> _Task_:
Put every line of the material below into a JSON list of strings, one string per line, and leave out blank lines.

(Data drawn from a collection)

* * * * * * *

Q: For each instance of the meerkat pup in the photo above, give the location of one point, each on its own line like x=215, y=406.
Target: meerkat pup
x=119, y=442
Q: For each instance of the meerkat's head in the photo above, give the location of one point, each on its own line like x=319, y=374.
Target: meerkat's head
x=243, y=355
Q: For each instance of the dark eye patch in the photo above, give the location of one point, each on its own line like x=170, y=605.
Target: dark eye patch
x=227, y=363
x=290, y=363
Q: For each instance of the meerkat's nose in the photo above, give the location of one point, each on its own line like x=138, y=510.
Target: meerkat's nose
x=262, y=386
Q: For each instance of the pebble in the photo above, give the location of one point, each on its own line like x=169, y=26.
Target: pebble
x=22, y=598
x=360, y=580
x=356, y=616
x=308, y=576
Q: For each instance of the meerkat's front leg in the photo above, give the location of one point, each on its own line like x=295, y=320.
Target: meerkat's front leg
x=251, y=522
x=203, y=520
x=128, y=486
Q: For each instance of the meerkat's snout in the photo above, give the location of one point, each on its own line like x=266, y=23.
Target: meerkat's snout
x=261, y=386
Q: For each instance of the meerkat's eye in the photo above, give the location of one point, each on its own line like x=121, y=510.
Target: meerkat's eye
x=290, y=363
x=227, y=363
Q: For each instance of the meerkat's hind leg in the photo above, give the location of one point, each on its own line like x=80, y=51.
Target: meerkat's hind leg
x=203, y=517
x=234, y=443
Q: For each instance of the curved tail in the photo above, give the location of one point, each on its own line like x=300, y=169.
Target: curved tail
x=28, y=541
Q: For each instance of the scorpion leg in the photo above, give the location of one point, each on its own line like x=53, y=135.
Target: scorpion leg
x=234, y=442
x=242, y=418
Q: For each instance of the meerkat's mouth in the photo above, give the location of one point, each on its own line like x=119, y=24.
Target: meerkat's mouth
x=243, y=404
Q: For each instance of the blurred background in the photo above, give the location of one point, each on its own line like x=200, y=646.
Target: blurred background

* * * * * * *

> _The response_:
[
  "Q: For each instance of the meerkat pup in the photo above, give the location of one point, each on its own line like x=215, y=406.",
  "Target: meerkat pup",
  "x=119, y=442",
  "Q: For each instance of the meerkat's head in the photo above, give the location of one point, each on its own line like x=319, y=374.",
  "Target: meerkat's head",
  "x=243, y=355",
  "Q: For each instance of the dark eye patch in the photo above, give the location of one point, each on its own line like x=170, y=605.",
  "Target: dark eye patch",
  "x=227, y=363",
  "x=290, y=363",
  "Q: For each instance of the meerkat's nose in the photo above, give the location of one point, each on its own line like x=138, y=510.",
  "Target: meerkat's nose",
  "x=262, y=386",
  "Q: For each instance of the pebble in the photo above, give the location of one point, each on its own line like x=169, y=26.",
  "Target: pebble",
  "x=22, y=598",
  "x=360, y=580",
  "x=356, y=616",
  "x=308, y=576",
  "Q: For each instance of the meerkat's front leg in the photo above, give the location of one point, each on its own line like x=295, y=320.",
  "Target: meerkat's front leg",
  "x=251, y=522",
  "x=203, y=520",
  "x=128, y=486",
  "Q: For each instance of the meerkat's snout in the photo above, give the location of one point, each on its own line like x=266, y=23.",
  "Target: meerkat's snout",
  "x=261, y=386",
  "Q: For each instance of the meerkat's eye in the photo above, give the location of one point, each on its own line like x=121, y=510.",
  "Target: meerkat's eye",
  "x=290, y=363",
  "x=227, y=363",
  "Q: For each instance of the meerkat's hind leg in the photo above, give the location of one point, each on its own line like x=80, y=51.",
  "Target: meerkat's hind leg",
  "x=203, y=517",
  "x=234, y=443",
  "Q: For each instance of the curved tail in the photo above, give the location of one point, each on its own line like x=300, y=169.",
  "Target: curved tail",
  "x=28, y=541",
  "Q: For each instance of the scorpion leg in the photo above, give the location of one point, each on its own line like x=53, y=135.",
  "Target: scorpion leg",
  "x=234, y=442",
  "x=242, y=418",
  "Q: For each instance of the meerkat's mouth in the photo above, give the location of one point, each on its own line like x=119, y=24.",
  "Target: meerkat's mouth",
  "x=243, y=404",
  "Q: For each instance of the blurred background in the photo above, give the location of one point, each on its own line like x=200, y=646.",
  "Target: blurred background"
]